▸ **Task goal**: Please repeat only the lines below starting at the line that holds "Please place a point on the man's hand" and ending at the line that holds "Please place a point on the foliage", exactly, with both of those lines included and every picture omitted.

▸ **Source data**:
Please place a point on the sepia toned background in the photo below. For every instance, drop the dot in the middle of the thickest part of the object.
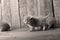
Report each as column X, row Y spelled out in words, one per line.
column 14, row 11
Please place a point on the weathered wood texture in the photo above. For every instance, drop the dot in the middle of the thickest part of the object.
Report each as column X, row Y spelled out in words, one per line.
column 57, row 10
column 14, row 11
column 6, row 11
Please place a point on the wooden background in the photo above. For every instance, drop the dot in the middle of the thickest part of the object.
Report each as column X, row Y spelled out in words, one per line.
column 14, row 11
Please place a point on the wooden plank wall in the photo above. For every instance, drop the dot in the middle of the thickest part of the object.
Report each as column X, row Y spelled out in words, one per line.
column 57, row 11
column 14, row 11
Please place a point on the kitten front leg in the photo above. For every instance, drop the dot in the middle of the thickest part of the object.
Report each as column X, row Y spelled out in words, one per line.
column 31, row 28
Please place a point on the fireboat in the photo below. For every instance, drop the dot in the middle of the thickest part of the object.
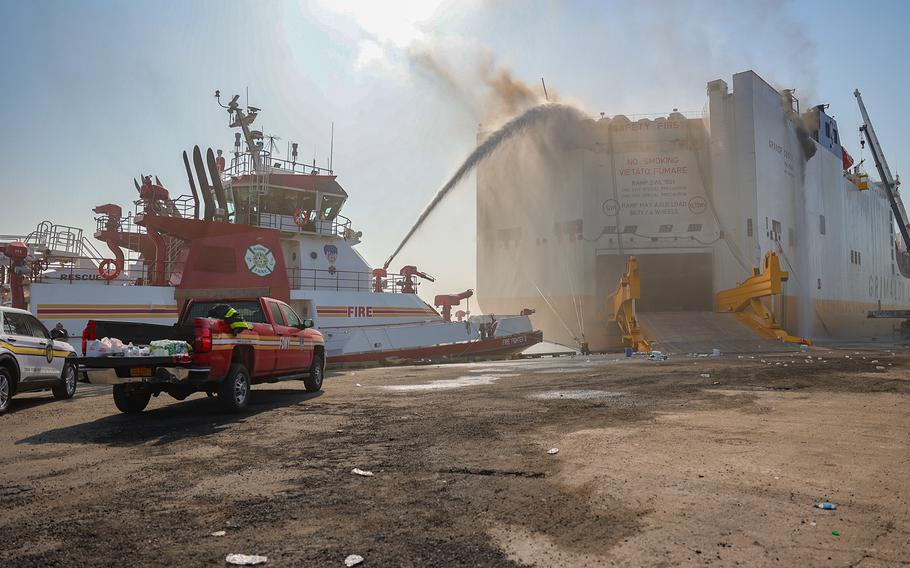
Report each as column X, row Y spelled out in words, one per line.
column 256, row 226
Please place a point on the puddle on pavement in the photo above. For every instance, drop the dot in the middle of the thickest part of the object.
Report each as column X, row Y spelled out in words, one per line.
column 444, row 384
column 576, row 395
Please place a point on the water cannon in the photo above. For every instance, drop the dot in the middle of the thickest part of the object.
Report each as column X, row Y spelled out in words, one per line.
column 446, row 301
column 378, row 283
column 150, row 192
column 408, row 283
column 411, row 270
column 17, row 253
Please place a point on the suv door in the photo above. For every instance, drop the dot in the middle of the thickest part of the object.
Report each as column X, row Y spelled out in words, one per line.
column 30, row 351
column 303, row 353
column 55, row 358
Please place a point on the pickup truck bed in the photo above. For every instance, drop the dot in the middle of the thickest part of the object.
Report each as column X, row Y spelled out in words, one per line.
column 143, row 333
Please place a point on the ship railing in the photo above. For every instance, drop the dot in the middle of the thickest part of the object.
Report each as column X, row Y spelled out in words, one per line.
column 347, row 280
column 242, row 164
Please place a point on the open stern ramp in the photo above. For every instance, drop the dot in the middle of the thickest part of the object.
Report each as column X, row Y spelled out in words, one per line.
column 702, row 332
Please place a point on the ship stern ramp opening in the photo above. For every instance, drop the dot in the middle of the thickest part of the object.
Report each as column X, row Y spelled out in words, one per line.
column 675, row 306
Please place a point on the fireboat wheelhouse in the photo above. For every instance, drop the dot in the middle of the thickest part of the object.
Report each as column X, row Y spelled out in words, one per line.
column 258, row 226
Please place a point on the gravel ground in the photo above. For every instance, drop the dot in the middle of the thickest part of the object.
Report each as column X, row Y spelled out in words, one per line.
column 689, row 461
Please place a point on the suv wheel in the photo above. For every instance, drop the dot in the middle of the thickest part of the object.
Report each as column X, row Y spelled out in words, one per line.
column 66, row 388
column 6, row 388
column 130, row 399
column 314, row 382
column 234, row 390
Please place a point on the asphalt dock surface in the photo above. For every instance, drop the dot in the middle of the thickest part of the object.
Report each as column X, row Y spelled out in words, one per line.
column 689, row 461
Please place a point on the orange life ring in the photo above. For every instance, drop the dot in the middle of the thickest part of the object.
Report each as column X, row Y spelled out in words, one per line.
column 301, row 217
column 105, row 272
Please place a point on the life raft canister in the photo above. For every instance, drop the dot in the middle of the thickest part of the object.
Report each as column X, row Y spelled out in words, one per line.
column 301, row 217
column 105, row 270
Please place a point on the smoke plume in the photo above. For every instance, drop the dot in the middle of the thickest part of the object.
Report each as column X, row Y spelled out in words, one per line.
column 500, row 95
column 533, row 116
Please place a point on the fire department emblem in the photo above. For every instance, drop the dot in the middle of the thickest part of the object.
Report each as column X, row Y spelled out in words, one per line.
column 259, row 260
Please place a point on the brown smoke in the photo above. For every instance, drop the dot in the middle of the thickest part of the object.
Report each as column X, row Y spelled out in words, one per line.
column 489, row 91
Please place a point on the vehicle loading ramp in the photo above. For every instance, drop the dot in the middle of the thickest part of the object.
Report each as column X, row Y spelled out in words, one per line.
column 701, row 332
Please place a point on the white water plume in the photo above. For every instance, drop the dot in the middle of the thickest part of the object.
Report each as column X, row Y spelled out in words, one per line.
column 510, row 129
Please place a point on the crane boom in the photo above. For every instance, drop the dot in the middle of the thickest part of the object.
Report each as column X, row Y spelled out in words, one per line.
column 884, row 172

--

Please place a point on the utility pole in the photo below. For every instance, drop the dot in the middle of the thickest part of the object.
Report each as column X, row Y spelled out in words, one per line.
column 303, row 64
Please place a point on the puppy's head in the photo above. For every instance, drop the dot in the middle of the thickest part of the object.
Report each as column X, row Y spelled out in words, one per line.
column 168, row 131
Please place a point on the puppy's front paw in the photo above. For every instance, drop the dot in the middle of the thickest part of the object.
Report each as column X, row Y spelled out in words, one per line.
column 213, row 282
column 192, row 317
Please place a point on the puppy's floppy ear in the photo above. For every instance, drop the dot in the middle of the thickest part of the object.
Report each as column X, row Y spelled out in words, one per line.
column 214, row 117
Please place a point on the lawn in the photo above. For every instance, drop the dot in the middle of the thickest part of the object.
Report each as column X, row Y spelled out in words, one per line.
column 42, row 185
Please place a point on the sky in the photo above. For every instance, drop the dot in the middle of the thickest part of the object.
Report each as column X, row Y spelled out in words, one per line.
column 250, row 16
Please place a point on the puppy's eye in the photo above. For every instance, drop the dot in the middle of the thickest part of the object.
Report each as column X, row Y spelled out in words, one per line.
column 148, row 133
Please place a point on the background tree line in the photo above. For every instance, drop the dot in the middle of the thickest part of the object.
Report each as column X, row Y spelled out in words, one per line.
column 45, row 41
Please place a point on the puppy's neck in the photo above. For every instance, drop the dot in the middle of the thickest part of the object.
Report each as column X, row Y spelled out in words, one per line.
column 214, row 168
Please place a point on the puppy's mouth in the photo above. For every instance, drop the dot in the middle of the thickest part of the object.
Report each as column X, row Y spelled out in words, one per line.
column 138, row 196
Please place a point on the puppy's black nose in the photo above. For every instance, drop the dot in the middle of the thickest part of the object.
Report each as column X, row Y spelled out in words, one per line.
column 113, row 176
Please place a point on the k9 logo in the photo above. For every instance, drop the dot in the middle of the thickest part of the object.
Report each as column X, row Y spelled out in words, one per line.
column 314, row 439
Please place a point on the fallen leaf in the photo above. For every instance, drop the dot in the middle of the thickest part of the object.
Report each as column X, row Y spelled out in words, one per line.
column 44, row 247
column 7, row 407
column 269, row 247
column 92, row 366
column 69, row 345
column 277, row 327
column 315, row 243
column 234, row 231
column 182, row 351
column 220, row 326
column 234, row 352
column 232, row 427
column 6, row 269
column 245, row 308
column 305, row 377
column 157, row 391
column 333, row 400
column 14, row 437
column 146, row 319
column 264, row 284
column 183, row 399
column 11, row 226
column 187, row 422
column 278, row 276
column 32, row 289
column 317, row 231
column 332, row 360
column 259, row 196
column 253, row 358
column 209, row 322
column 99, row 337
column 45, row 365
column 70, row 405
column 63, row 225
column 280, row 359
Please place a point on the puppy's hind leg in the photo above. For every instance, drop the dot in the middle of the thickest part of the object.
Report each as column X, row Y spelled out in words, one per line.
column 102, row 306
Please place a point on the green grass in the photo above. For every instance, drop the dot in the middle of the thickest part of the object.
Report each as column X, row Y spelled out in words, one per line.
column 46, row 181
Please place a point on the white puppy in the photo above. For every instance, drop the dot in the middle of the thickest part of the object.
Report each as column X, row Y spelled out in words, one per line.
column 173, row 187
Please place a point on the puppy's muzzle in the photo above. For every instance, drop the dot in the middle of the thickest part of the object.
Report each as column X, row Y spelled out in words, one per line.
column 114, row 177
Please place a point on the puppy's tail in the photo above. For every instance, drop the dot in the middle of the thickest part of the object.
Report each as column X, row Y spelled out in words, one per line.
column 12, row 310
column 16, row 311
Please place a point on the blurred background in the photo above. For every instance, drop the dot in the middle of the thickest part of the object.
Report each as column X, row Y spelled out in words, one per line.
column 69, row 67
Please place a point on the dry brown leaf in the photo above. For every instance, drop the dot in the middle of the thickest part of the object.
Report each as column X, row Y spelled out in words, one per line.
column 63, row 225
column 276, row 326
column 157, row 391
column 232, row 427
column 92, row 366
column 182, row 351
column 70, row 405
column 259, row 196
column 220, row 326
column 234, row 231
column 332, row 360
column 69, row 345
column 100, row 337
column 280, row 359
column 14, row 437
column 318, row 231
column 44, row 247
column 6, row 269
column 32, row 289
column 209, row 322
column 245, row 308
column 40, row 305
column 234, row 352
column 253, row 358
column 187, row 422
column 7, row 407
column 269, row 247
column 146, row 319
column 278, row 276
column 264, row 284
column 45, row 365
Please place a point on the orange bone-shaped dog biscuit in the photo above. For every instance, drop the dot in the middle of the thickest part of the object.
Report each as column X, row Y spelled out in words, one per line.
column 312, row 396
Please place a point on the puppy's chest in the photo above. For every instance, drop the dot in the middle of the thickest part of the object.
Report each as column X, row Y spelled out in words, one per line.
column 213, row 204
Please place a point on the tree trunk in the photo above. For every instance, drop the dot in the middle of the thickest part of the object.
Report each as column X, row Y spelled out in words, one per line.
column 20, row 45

---

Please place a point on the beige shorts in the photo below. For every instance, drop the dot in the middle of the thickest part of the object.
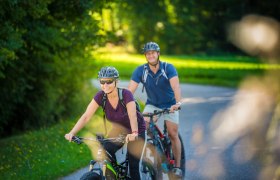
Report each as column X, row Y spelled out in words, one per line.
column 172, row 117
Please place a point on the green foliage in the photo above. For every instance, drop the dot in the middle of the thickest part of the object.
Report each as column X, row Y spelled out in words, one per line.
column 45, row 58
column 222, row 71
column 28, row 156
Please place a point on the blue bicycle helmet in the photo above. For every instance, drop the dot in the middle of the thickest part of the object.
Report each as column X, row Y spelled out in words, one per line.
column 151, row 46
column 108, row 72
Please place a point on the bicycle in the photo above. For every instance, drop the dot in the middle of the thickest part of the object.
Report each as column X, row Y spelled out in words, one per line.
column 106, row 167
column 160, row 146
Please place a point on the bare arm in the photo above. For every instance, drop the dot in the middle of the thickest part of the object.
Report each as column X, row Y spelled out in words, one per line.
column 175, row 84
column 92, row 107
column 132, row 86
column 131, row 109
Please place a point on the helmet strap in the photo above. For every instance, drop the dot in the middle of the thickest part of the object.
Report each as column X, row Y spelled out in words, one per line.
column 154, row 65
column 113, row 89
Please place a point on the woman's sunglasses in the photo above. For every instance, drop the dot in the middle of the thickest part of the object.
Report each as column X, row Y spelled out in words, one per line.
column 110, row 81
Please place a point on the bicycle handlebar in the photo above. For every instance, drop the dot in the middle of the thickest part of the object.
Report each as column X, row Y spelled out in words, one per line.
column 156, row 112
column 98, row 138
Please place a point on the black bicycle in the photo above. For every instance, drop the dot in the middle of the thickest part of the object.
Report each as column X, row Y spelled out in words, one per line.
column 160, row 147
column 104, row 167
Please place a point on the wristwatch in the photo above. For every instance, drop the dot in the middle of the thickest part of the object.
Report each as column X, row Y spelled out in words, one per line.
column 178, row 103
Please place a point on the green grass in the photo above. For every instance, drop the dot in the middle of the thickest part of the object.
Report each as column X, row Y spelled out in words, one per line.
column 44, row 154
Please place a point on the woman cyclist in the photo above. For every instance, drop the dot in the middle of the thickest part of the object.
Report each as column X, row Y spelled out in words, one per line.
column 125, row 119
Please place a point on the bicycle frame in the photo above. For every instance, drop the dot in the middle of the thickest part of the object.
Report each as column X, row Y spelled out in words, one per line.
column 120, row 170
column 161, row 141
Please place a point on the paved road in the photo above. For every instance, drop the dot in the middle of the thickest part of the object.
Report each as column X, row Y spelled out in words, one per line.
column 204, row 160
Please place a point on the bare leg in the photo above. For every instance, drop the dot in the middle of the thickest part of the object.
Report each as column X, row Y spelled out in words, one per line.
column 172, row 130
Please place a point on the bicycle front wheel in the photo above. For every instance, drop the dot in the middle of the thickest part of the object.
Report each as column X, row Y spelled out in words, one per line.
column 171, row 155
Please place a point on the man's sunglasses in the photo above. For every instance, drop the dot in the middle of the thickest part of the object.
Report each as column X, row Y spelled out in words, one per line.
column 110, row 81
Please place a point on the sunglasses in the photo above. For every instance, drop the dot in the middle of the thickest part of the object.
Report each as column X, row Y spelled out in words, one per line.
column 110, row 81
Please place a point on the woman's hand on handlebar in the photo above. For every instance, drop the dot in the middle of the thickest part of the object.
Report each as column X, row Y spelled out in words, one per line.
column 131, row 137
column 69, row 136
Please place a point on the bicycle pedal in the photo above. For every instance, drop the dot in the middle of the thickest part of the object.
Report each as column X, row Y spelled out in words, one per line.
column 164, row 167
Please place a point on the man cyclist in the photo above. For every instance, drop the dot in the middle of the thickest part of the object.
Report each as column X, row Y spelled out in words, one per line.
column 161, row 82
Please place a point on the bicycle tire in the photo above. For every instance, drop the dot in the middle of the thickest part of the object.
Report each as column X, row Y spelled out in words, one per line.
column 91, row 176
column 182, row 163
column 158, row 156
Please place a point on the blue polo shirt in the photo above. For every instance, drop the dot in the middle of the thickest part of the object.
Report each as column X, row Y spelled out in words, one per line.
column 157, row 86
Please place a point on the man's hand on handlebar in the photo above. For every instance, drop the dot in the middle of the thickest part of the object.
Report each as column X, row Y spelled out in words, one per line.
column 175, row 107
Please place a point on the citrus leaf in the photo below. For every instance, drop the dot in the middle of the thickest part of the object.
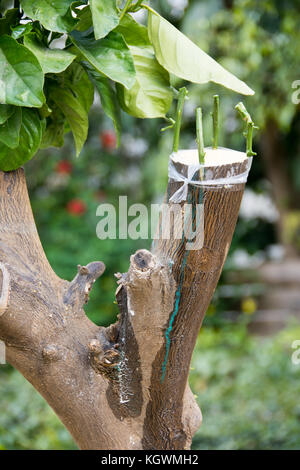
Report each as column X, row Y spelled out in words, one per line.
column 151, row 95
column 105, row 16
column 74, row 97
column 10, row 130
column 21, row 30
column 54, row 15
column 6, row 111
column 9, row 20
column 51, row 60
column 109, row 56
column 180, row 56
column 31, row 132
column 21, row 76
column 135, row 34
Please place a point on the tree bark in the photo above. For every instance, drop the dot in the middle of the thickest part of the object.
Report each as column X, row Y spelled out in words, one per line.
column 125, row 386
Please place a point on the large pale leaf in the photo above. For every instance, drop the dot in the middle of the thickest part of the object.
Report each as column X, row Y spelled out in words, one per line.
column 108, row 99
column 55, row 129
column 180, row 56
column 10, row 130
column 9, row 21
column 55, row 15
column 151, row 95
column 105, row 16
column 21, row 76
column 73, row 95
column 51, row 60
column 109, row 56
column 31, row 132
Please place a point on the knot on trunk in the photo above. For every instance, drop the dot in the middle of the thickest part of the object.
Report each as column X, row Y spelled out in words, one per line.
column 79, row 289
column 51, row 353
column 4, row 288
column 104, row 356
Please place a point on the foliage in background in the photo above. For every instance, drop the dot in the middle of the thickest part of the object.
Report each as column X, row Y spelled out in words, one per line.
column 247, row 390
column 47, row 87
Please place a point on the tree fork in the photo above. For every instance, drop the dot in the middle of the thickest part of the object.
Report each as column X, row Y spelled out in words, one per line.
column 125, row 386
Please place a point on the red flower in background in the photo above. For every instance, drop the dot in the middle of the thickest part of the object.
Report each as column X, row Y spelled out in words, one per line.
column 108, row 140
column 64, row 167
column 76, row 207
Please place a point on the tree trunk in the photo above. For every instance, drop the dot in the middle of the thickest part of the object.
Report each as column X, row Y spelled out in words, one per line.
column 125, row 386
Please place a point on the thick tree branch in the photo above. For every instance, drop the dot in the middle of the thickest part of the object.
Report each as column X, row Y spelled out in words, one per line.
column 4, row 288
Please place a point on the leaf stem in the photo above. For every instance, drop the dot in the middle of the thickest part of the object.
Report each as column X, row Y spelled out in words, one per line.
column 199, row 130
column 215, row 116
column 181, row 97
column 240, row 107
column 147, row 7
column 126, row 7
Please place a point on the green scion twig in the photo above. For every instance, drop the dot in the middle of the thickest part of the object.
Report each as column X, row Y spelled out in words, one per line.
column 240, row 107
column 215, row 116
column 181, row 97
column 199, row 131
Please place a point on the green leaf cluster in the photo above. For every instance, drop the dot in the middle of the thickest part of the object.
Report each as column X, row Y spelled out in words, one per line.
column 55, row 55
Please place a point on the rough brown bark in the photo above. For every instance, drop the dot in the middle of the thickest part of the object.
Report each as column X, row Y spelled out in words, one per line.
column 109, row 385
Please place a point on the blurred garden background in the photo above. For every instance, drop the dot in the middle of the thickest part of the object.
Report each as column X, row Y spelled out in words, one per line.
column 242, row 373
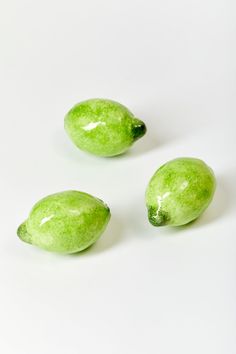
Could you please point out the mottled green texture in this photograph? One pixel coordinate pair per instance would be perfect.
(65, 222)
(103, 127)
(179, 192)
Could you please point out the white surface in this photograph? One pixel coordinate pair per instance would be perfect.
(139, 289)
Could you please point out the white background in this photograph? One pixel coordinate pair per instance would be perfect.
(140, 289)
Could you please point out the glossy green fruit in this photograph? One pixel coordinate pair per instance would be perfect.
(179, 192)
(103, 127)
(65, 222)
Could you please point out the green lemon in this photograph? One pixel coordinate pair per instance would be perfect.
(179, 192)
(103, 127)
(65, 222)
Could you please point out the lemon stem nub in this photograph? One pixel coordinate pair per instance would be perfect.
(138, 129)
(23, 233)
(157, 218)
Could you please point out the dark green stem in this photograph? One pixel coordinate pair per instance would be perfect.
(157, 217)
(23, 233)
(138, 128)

▸ **Task result**:
Please place a point on the man's hand on handlebar in the photo above. For every instance, drop the dot in the middle of the thickest part of the object.
Report each as column X, row Y spelled out in words, one per line.
column 175, row 107
Please place a point on the citrus leaf in the photo below. For every instance, drop the dot in the middle of the thickest part of the object.
Report each as column X, row Y spelled out in words, one per line.
column 151, row 95
column 105, row 16
column 74, row 97
column 10, row 130
column 21, row 30
column 54, row 15
column 6, row 111
column 9, row 20
column 51, row 60
column 109, row 56
column 180, row 56
column 31, row 132
column 21, row 76
column 135, row 34
Please place a point on the tree bark in the photo above. For every instance, drop the dot in the middle of the thickest part of the object.
Report each as column X, row Y spelled out in words, one per line.
column 125, row 386
Please place a point on the large pale leaf in the photo above. For every instance, drop the dot in the middle of the thickest part of the object.
Report each as column X, row Y spelled out in words, one per line.
column 108, row 99
column 55, row 129
column 180, row 56
column 10, row 130
column 9, row 21
column 55, row 15
column 151, row 95
column 105, row 16
column 21, row 76
column 73, row 95
column 51, row 60
column 109, row 56
column 31, row 132
Please place a point on the knot on trunk in the photo above. For every instance, drop the dot in the middle of the thickest part of the object.
Report each as column X, row Y spelled out in words, one per line.
column 79, row 289
column 51, row 353
column 4, row 288
column 104, row 356
Please place a point on the foliage in background in the photo above. For every instance, drop the dot in the middle of the thickest part of the object.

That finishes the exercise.